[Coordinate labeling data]
•••

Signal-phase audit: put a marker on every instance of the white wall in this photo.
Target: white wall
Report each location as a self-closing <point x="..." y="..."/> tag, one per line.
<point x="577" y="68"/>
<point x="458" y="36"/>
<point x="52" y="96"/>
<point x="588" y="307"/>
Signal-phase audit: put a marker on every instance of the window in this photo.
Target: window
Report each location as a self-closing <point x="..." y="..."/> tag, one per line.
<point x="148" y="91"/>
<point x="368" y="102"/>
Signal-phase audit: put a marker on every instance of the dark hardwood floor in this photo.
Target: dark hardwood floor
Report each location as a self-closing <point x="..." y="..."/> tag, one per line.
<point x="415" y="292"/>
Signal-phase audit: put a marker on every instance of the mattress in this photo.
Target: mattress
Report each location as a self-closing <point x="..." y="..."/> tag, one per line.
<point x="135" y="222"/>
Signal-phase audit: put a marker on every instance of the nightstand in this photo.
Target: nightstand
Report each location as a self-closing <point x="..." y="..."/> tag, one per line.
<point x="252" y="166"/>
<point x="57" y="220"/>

•••

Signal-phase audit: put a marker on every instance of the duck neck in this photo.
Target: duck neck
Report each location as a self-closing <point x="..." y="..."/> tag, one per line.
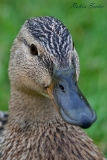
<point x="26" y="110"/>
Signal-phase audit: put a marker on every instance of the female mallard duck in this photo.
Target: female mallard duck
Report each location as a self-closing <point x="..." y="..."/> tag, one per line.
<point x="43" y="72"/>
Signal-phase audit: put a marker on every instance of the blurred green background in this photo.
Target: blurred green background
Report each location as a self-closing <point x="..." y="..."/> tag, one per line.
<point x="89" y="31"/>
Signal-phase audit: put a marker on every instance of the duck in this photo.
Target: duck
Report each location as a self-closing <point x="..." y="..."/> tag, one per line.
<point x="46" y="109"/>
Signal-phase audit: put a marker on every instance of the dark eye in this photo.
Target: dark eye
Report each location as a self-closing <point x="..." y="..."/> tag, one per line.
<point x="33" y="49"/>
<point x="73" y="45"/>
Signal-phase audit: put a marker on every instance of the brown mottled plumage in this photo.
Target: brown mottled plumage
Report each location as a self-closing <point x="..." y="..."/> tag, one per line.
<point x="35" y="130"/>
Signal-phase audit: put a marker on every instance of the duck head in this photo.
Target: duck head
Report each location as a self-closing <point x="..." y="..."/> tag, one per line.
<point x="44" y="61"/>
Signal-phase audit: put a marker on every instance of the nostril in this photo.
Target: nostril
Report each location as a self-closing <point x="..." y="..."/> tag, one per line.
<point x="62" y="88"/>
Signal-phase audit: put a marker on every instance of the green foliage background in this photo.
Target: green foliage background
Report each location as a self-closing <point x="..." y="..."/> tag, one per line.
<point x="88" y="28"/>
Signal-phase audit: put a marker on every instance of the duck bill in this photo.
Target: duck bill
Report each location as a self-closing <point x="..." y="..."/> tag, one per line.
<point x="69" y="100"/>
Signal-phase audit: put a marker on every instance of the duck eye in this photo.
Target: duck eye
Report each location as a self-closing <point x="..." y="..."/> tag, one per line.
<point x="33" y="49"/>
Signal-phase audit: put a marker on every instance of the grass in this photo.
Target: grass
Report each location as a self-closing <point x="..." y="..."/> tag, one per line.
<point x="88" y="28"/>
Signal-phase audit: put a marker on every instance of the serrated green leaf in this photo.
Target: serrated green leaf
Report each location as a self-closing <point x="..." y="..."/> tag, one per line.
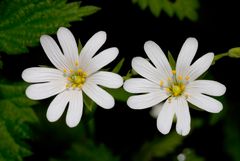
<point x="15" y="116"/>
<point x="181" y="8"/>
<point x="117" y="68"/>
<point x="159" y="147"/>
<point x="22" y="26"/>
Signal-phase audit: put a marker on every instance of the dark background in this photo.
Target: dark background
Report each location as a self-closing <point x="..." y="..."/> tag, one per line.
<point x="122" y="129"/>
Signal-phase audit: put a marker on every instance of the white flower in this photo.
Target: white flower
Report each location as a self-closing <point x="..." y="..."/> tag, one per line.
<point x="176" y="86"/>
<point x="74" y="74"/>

•••

> **Aim of the task**: Please pick out every line above that contains the word "leaf" and copy each one.

> **Answer for the task**:
Signal-phase audit: put a marker on every instance of the serrated green leaf in this photo.
Target: serrated green leaf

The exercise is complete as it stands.